SELECTION:
Michael Vanier wrote:
> I've run into a design problem that I think requires downcasting, and I
> wanted to see if anyone on the list has any ideas about an alternative
> approach, since AFAIK downcasting is impossible in the current ocaml object
> system (at least without nasty Obj.magic hacks).  I'll try to simplify the
> problem as much as possible, but this is still pretty long.
> <long explanation follows>
> 

Scratch... scratch... Hmmm...

I'm not really sure why you would want to use downcasts in 
your problem. I have been taught, as a general rule, that a 
downcast is (usually) a bug in the design and often also a 
bug in the implementation.

Downcasting in O'Caml is only useful when you have classes 
with *different* class types but sharing some common 
ancestor. Then you can keep a reference to the an object of 
the ancestor class and downcast it selectively to recover 
the methods added by inheriting classes. But, then again, if 
your design requires to keep a reference to a generic 
object, you are explicitly throwing out type information: in 
O'Caml upcasts are explicit, so you know *exactly* where you 
are throwing away type information. If you throw out type 
information and subsequently need a downcast to recover it, 
then you are probably working with a wrong abstraction 
somewhere in your analysis.

REQUIREMENT A:
Answer these questions from the post on downcasting, each on its own line:
(i) According to the quoted message, what would be needed to downcast in the current ocaml object system?
(ii) What has the writer been taught a downcast usually is?
(iii) In O'Caml, are upcasts explicit or implicit?
REQUIREMENT B:
Copy word for word the stretch of the post on downcasting from "I'm not really" through "in the implementation.".

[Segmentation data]
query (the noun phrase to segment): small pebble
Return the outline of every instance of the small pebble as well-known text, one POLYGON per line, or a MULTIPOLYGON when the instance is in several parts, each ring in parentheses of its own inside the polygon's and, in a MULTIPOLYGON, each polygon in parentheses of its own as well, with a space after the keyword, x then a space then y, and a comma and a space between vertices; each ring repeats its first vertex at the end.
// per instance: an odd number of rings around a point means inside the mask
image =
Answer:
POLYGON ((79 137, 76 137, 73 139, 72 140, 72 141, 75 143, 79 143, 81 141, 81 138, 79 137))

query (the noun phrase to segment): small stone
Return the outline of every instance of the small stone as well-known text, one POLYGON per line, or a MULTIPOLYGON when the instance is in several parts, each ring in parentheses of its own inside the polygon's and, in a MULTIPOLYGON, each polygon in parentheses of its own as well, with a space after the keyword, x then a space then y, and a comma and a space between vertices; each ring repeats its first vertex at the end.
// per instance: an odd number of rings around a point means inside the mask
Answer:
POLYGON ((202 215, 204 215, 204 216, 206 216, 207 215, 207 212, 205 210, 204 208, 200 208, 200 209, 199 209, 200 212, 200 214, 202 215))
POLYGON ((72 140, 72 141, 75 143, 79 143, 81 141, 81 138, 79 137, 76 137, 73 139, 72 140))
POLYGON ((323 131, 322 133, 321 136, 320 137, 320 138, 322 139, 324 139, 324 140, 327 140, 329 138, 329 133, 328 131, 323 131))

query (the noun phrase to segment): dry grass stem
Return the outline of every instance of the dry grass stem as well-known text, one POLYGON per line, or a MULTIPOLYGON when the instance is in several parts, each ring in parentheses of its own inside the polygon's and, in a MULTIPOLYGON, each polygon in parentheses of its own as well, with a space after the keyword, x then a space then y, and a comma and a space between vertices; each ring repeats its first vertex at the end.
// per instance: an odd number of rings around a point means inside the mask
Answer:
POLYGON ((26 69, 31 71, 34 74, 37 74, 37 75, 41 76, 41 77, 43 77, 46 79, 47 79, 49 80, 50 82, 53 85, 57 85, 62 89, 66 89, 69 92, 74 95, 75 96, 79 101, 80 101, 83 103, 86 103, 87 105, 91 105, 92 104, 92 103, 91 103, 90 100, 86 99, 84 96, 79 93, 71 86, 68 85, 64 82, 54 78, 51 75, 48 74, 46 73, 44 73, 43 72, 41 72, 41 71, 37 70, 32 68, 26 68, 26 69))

TASK ANSWER A:
(i) Nasty Obj.magic hacks.
(ii) A bug in the design, and often also a bug in the implementation.
(iii) Explicit.

TASK ANSWER B:
I'm not really sure why you would want to use downcasts in 
your problem. I have been taught, as a general rule, that a 
downcast is (usually) a bug in the design and often also a 
bug in the implementation.